* **Istruzioni**
• 1. Secondo il testo in esame, in che anno è previsto il lancio di Plato?
• 2. Riporta dal testo in esame il brano che inizia con "Roma, 1 set." e prosegue fino a "della Icu stessa.", senza cambiare nulla.

* **Testo in esame**
Roma, 1 set. (askanews) – Mercoledì 26 agosto la Instrument Control Unit (Icu) di Plato – il futuro cacciatore di nuove Terre potenzialmente abitabili dell’Agenzia spaziale europea, con lancio previsto nel 2026 – è stata accesa per la prima volta in maniera ufficiale e nominale in maniera del tutto simile a ciò che avverrà tra qualche anno nello spazio: tramite un simulatore di satellite, è stavo inviato un comando che ha dato l’ordine a un alimentatore di fornire tensione alla Icu. E la Icu ha preso vita, mandando i suoi primi “vagiti”: pacchetti di telemetria che contengono informazioni sullo stato della Icu stessa.

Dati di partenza
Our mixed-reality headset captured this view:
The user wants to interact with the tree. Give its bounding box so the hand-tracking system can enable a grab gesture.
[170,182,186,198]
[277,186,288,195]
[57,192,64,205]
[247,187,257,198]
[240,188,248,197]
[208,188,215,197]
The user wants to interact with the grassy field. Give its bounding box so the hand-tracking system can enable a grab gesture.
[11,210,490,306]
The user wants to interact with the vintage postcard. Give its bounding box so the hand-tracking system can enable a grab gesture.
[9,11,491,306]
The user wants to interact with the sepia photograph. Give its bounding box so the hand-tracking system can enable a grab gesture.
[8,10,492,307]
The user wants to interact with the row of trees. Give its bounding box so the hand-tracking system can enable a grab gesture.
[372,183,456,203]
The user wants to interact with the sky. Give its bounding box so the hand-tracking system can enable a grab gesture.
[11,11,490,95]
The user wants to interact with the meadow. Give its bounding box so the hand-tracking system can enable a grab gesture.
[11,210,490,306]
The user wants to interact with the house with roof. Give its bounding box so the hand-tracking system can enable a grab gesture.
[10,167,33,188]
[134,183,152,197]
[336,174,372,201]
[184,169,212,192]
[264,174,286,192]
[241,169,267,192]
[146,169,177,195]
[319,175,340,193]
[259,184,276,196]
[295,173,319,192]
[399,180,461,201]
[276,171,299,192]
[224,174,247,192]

* **Soluzioni**
• 1. Nel 2026.

• 2.
Roma, 1 set. (askanews) – Mercoledì 26 agosto la Instrument Control Unit (Icu) di Plato – il futuro cacciatore di nuove Terre potenzialmente abitabili dell’Agenzia spaziale europea, con lancio previsto nel 2026 – è stata accesa per la prima volta in maniera ufficiale e nominale in maniera del tutto simile a ciò che avverrà tra qualche anno nello spazio: tramite un simulatore di satellite, è stavo inviato un comando che ha dato l’ordine a un alimentatore di fornire tensione alla Icu. E la Icu ha preso vita, mandando i suoi primi “vagiti”: pacchetti di telemetria che contengono informazioni sullo stato della Icu stessa.